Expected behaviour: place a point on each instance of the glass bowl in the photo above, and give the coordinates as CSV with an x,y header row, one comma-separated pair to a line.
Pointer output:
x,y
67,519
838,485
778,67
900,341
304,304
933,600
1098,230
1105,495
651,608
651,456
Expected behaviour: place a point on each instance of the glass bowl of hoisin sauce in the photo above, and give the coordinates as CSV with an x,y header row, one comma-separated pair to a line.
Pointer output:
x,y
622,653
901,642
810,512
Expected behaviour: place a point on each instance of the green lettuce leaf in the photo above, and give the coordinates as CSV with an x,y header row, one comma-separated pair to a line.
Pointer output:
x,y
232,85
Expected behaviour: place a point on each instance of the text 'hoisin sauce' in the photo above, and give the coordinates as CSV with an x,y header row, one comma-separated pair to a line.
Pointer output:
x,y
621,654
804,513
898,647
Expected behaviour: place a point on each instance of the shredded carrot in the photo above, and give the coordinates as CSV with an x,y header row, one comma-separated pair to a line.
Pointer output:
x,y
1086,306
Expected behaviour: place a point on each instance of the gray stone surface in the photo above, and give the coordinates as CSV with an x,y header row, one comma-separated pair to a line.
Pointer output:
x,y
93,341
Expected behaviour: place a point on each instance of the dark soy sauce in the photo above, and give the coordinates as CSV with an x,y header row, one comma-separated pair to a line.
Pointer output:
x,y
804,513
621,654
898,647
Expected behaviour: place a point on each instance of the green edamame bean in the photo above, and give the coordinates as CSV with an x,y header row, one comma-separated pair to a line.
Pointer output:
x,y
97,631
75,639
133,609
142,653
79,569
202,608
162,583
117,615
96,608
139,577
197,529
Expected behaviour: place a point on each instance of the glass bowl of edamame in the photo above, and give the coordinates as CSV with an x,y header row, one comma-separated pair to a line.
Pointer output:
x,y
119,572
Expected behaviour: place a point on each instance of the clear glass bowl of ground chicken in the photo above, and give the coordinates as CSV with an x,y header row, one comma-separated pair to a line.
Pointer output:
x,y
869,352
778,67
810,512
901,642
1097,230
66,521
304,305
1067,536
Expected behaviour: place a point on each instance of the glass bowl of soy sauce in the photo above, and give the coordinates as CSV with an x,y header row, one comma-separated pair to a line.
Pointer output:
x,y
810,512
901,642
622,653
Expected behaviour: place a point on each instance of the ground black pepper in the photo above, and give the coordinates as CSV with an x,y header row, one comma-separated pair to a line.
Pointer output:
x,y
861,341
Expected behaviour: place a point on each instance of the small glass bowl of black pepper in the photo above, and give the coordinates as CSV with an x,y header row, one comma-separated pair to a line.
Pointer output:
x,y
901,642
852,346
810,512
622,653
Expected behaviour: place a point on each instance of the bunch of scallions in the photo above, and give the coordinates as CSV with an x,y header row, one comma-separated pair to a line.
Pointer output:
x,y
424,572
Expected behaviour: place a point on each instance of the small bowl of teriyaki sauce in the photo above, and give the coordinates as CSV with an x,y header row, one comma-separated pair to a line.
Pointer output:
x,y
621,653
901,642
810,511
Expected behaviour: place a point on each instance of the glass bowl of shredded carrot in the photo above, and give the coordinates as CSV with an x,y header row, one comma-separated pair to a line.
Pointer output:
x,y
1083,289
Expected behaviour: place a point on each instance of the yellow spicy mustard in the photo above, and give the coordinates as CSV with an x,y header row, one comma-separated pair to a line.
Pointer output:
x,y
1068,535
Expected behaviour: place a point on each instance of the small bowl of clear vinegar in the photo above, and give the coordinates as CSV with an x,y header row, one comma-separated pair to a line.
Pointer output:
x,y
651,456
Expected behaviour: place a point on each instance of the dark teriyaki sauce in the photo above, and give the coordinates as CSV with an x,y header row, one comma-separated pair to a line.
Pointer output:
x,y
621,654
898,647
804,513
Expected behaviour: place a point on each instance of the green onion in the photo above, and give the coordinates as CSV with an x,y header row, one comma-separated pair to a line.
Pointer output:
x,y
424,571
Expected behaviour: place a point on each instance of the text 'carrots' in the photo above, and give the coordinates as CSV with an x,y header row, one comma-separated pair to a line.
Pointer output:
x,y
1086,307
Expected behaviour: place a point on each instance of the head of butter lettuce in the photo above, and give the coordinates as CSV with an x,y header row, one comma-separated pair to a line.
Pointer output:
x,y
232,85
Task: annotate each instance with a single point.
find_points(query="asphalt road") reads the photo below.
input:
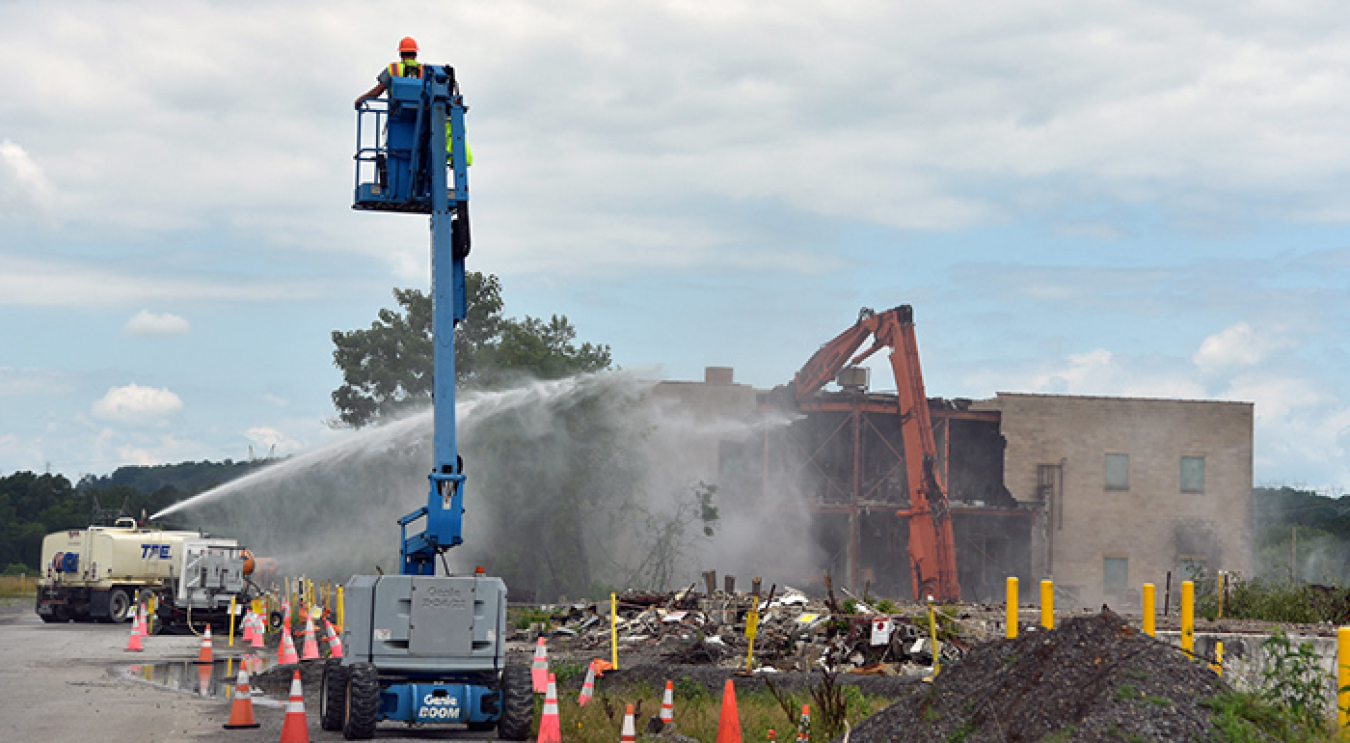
(69, 682)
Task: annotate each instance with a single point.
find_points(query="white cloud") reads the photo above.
(23, 185)
(273, 442)
(137, 404)
(149, 324)
(1234, 347)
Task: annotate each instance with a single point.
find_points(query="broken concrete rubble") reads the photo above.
(794, 632)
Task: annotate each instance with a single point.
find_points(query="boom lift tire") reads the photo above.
(517, 704)
(362, 703)
(332, 696)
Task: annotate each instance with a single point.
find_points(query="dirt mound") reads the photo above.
(1092, 678)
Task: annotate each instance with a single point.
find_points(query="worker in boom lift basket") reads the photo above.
(405, 66)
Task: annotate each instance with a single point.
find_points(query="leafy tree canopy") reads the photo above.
(388, 368)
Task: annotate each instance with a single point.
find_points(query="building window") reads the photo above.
(1192, 474)
(1117, 472)
(1115, 576)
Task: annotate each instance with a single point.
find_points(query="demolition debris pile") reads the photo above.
(1092, 678)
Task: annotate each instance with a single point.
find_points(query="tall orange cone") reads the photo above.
(589, 686)
(311, 647)
(286, 653)
(332, 638)
(539, 669)
(294, 728)
(134, 641)
(550, 727)
(629, 727)
(668, 705)
(207, 654)
(240, 712)
(729, 724)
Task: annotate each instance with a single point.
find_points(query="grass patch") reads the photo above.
(1246, 718)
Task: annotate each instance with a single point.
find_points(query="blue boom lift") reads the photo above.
(423, 647)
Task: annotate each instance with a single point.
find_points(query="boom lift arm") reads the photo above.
(932, 542)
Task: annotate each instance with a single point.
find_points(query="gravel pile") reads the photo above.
(1092, 678)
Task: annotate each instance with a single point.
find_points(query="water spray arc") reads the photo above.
(413, 651)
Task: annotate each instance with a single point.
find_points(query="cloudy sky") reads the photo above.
(1092, 197)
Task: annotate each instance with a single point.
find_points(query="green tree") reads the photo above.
(388, 368)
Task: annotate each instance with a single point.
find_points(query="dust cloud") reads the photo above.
(574, 488)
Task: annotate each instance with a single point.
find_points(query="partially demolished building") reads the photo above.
(1098, 493)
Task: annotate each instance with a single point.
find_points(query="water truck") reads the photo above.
(95, 574)
(421, 647)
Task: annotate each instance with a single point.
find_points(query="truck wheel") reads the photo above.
(332, 696)
(517, 704)
(362, 701)
(119, 605)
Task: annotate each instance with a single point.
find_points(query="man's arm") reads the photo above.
(373, 93)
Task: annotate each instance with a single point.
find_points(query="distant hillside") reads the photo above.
(184, 478)
(1300, 534)
(34, 505)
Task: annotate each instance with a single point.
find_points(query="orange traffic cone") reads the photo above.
(286, 653)
(311, 647)
(539, 669)
(550, 727)
(629, 728)
(589, 686)
(332, 639)
(668, 705)
(134, 641)
(207, 655)
(729, 724)
(240, 712)
(294, 728)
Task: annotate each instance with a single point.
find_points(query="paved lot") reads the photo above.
(62, 682)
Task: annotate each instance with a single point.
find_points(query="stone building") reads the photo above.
(1099, 493)
(1127, 489)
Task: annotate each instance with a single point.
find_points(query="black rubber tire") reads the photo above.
(119, 605)
(517, 704)
(332, 696)
(362, 701)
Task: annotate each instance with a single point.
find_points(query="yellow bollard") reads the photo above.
(1188, 618)
(1048, 604)
(937, 649)
(1343, 676)
(613, 630)
(1149, 609)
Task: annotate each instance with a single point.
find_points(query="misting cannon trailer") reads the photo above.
(95, 574)
(421, 647)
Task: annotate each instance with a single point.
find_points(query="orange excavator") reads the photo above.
(932, 543)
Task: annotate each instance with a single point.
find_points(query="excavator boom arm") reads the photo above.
(932, 541)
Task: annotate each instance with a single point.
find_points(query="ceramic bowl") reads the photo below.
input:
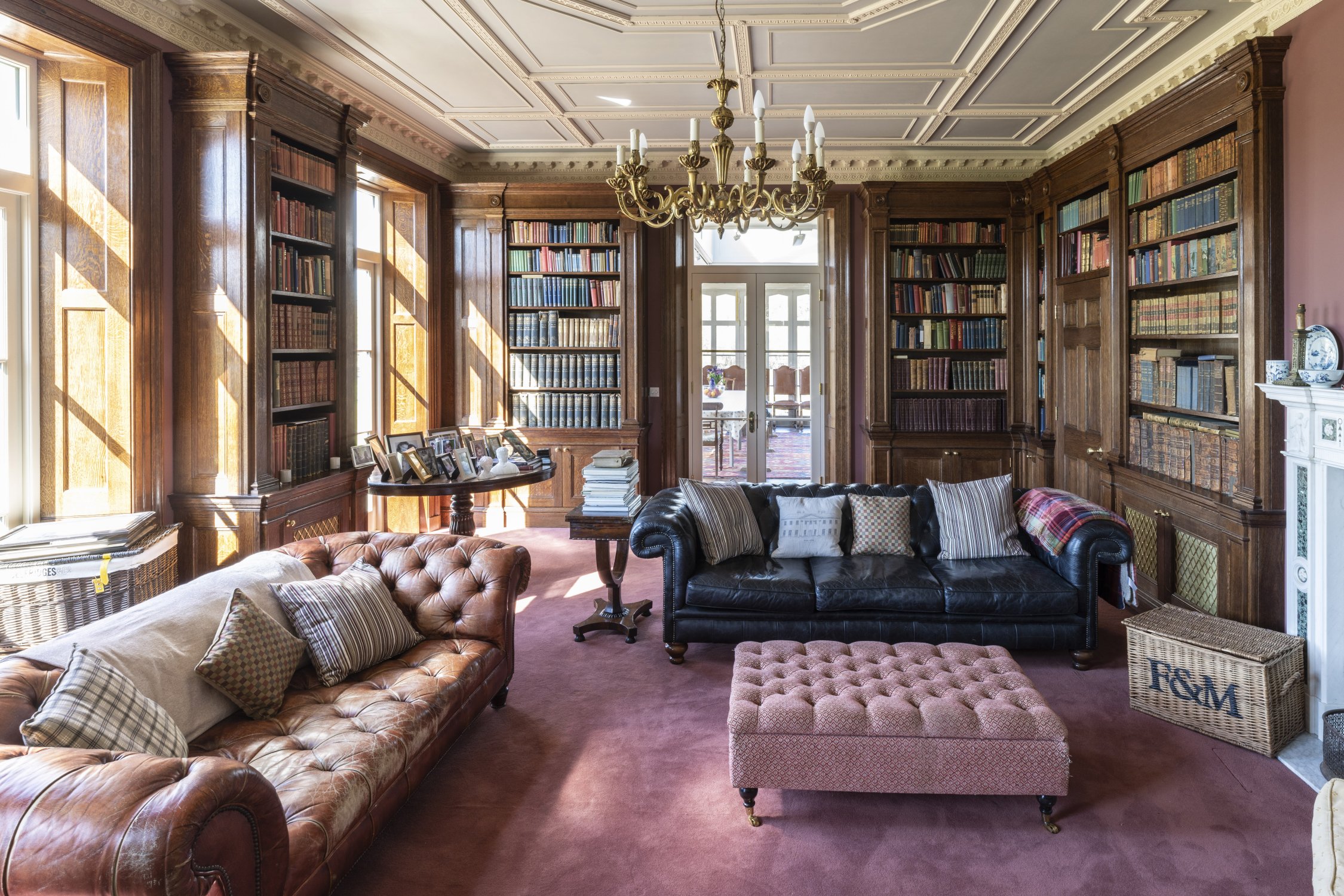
========
• What this task involves: Return every line of the listing above that contains the string "text". Case counts.

• Response to this exercise:
Expected behaviour: place a point on each instance of the text 'hoisin sauce' in the photo above, and give the coordinates as CSV with an x,y header row, one comma-separated pair to a line.
Expected behaviour: place a point on each instance of the text 'carrots' in the photo above, and give the coordinates as CSV with an x,y header row, one comma-separated pair to a line.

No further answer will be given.